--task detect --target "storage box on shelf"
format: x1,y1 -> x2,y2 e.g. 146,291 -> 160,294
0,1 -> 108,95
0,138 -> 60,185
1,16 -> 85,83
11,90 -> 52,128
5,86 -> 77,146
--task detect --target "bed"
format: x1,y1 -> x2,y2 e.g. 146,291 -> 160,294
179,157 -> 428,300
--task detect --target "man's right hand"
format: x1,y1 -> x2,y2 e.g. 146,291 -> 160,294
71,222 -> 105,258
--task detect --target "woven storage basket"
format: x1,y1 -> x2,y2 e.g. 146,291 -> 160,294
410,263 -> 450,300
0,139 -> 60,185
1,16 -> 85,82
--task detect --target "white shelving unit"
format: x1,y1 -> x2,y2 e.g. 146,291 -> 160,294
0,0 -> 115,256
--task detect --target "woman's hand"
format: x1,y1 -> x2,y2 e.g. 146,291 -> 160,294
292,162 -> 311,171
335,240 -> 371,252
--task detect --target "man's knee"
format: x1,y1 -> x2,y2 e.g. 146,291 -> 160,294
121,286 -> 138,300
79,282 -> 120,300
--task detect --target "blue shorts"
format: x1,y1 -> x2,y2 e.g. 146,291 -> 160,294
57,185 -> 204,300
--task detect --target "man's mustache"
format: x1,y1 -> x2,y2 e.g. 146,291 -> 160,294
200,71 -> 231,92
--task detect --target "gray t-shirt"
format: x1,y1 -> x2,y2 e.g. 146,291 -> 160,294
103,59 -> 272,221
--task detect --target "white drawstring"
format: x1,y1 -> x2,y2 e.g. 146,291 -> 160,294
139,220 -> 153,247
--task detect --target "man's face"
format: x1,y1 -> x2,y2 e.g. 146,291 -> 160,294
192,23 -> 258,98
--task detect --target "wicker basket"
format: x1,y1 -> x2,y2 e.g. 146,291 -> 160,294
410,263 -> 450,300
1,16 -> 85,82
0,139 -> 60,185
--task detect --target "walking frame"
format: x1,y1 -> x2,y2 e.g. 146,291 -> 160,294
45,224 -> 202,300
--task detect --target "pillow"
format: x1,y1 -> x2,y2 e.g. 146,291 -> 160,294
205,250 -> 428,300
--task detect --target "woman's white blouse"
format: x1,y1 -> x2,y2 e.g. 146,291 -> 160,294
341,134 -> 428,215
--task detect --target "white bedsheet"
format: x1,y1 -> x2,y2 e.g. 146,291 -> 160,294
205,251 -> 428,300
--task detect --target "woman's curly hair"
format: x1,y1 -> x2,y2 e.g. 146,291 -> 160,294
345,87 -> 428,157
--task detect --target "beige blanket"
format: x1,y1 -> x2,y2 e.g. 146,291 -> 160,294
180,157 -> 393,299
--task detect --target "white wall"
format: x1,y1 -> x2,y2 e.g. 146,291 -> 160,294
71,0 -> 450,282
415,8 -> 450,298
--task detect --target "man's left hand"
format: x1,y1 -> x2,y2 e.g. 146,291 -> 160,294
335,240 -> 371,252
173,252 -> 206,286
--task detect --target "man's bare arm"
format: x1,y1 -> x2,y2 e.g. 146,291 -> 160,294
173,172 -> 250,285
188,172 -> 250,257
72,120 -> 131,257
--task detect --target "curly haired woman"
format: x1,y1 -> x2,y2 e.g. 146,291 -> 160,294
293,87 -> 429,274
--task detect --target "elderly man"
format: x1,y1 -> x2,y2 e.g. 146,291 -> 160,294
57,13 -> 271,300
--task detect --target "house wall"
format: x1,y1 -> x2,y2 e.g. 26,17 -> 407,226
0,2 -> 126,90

--- --- ---

Word for word, write out every entry shown above.

Final answer:
--task detect --target "storage box on shelf"
format: x1,y1 -> x2,y2 e.g. 146,291 -> 160,294
0,1 -> 108,95
0,138 -> 60,185
1,16 -> 85,83
11,90 -> 52,128
5,86 -> 77,146
--task detect --target "bed"
format: x1,y1 -> x2,y2 e.g. 146,291 -> 160,294
179,157 -> 428,300
--task detect --target "man's right hand"
format: x1,y1 -> x2,y2 e.g. 146,291 -> 160,294
71,222 -> 105,258
--task detect --target "woven storage basket"
format: x1,y1 -> x2,y2 e.g. 146,291 -> 160,294
410,263 -> 450,300
0,139 -> 60,185
1,16 -> 85,82
--task detect --target "white shelving unit"
format: x1,y1 -> x2,y2 e.g. 146,291 -> 160,294
0,0 -> 115,256
--task detect --target "woman's hand"
format: x1,y1 -> x2,y2 e.g. 146,291 -> 160,294
292,162 -> 311,171
335,240 -> 371,252
--task detect --target "man's knee"
format: x1,y1 -> x2,y2 e.g. 146,291 -> 160,294
121,286 -> 138,300
79,282 -> 120,300
--task detect --target "blue shorts"
format: x1,y1 -> x2,y2 e.g. 146,291 -> 160,294
57,185 -> 204,300
--task detect --target "man's mustache"
format: x1,y1 -> x2,y2 e.g. 146,291 -> 160,294
200,71 -> 231,92
--task detect --target "gray t-shirt"
format: x1,y1 -> x2,y2 e.g. 146,291 -> 160,294
103,59 -> 272,221
--task detect --target "white drawstring"
format: x1,y1 -> x2,y2 e.g. 146,291 -> 160,294
139,220 -> 153,247
--task detect --target "man's face"
format: x1,y1 -> x2,y2 e.g. 146,291 -> 160,294
192,23 -> 258,98
--task detect --target "wicker basket"
format: x1,y1 -> x2,y2 e.g. 146,291 -> 160,294
410,263 -> 450,300
1,16 -> 85,82
0,139 -> 60,185
--task detect --target "walking frame"
format: x1,y1 -> x2,y2 e.g. 146,291 -> 160,294
45,224 -> 202,300
--task detect --target "pillow"
format: x1,y1 -> x2,y2 e.g. 146,291 -> 160,294
205,250 -> 428,300
--task detect --target "woman's white blouse"
format: x1,y1 -> x2,y2 e.g. 146,291 -> 160,294
341,134 -> 428,215
--task detect --target "white bedsheet"
format: x1,y1 -> x2,y2 e.g. 146,291 -> 160,294
205,251 -> 428,300
--task detect --target "woman's curly hair"
format: x1,y1 -> x2,y2 e.g. 146,291 -> 160,294
345,87 -> 428,157
--task detect --target "beige blanket"
format: x1,y1 -> x2,y2 e.g. 146,291 -> 160,294
180,157 -> 393,299
--task detect --target "white wall"
format: x1,y1 -> x2,y2 e.g. 146,291 -> 160,294
71,0 -> 450,282
415,8 -> 450,298
--task detect --target "man's left hand"
format: x1,y1 -> x2,y2 e.g. 146,291 -> 160,294
335,240 -> 371,252
173,252 -> 206,286
--task detect --target "man's bare arm"
format: x1,y1 -> x2,y2 e.g. 146,291 -> 160,294
173,172 -> 250,285
188,172 -> 250,257
72,120 -> 131,257
--task detect --target "curly haired woman"
format: x1,y1 -> x2,y2 e.g. 146,291 -> 160,294
293,87 -> 429,274
--task detect --target "elderly man"
format: x1,y1 -> x2,y2 e.g. 146,291 -> 160,294
57,13 -> 271,300
--task detect --target "house wall"
format: x1,y1 -> x2,y2 e.g. 26,17 -> 407,226
0,2 -> 126,90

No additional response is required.